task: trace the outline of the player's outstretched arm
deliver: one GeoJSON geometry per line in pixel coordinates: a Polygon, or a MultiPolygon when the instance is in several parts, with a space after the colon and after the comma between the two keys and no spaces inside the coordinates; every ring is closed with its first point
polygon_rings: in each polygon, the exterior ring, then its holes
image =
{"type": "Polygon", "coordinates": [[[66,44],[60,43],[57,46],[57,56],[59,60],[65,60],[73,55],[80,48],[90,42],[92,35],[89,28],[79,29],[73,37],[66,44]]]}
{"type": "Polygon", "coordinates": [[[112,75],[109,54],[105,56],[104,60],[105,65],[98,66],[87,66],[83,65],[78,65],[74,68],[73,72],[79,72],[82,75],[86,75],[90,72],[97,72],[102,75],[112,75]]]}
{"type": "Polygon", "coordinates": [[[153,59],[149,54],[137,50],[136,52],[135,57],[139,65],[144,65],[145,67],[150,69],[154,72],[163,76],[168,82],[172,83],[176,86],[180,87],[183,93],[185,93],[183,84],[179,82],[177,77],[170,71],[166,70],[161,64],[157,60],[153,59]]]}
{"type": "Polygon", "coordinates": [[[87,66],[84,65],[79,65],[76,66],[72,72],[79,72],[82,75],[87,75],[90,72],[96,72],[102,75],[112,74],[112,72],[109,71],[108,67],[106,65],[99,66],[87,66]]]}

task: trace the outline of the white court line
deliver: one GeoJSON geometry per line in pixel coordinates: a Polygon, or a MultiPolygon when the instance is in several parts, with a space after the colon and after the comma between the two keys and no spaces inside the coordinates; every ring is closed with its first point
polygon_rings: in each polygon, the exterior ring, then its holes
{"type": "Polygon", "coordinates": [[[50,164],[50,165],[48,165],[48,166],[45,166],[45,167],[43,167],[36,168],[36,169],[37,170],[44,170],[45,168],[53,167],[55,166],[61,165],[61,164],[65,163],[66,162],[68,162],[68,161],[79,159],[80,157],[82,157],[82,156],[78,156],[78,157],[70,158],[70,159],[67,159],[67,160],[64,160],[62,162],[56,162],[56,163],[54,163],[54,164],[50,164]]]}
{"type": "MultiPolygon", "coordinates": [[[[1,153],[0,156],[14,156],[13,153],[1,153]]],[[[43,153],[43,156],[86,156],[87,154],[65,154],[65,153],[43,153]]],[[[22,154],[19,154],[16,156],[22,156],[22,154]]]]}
================================
◆ TO BE DONE ◆
Reproduce every line of the material above verbatim, with no changes.

◆ WRITTEN SOLUTION ◆
task: trace the outline of the player's outstretched arm
deliver: one GeoJSON geometry per line in pixel coordinates: a Polygon, or a MultiPolygon when the instance is in several parts, with a space after the colon and after the comma between the two keys and no spaces inside the coordinates; every ring is closed with its first point
polygon_rings: in each polygon, the exterior ring, then its holes
image =
{"type": "Polygon", "coordinates": [[[66,44],[60,43],[57,46],[57,56],[59,60],[65,60],[73,55],[80,48],[90,42],[92,35],[89,28],[79,29],[73,37],[66,44]]]}
{"type": "Polygon", "coordinates": [[[112,75],[109,54],[105,56],[104,60],[105,65],[98,66],[87,66],[83,65],[78,65],[74,68],[73,72],[79,72],[82,75],[86,75],[90,72],[97,72],[102,75],[112,75]]]}
{"type": "Polygon", "coordinates": [[[153,59],[149,54],[137,50],[136,52],[135,57],[139,65],[144,65],[145,67],[150,69],[154,72],[163,76],[168,82],[172,83],[176,86],[180,87],[183,93],[185,93],[183,84],[179,82],[177,77],[170,71],[166,70],[161,64],[157,60],[153,59]]]}
{"type": "Polygon", "coordinates": [[[87,66],[84,65],[79,65],[76,66],[72,72],[79,72],[82,75],[87,75],[90,72],[96,72],[102,75],[112,74],[112,72],[109,71],[108,67],[106,65],[99,66],[87,66]]]}

task: trace the outline of the white court line
deliver: one GeoJSON geometry per line in pixel coordinates: a Polygon, or a MultiPolygon when the instance is in several parts, with a space after the colon and after the comma between the two keys and no spaces inside the coordinates; every ring is closed with its first point
polygon_rings: in each polygon, the exterior ring, then its holes
{"type": "Polygon", "coordinates": [[[50,164],[50,165],[48,165],[48,166],[45,166],[45,167],[43,167],[36,168],[36,169],[37,170],[44,170],[45,168],[53,167],[55,166],[61,165],[61,164],[65,163],[66,162],[68,162],[68,161],[79,159],[80,157],[82,157],[82,156],[78,156],[78,157],[70,158],[70,159],[67,159],[67,160],[64,160],[62,162],[56,162],[56,163],[54,163],[54,164],[50,164]]]}
{"type": "MultiPolygon", "coordinates": [[[[1,153],[0,156],[14,156],[13,153],[1,153]]],[[[43,153],[43,156],[86,156],[87,154],[65,154],[65,153],[43,153]]],[[[22,154],[19,154],[16,156],[22,156],[22,154]]]]}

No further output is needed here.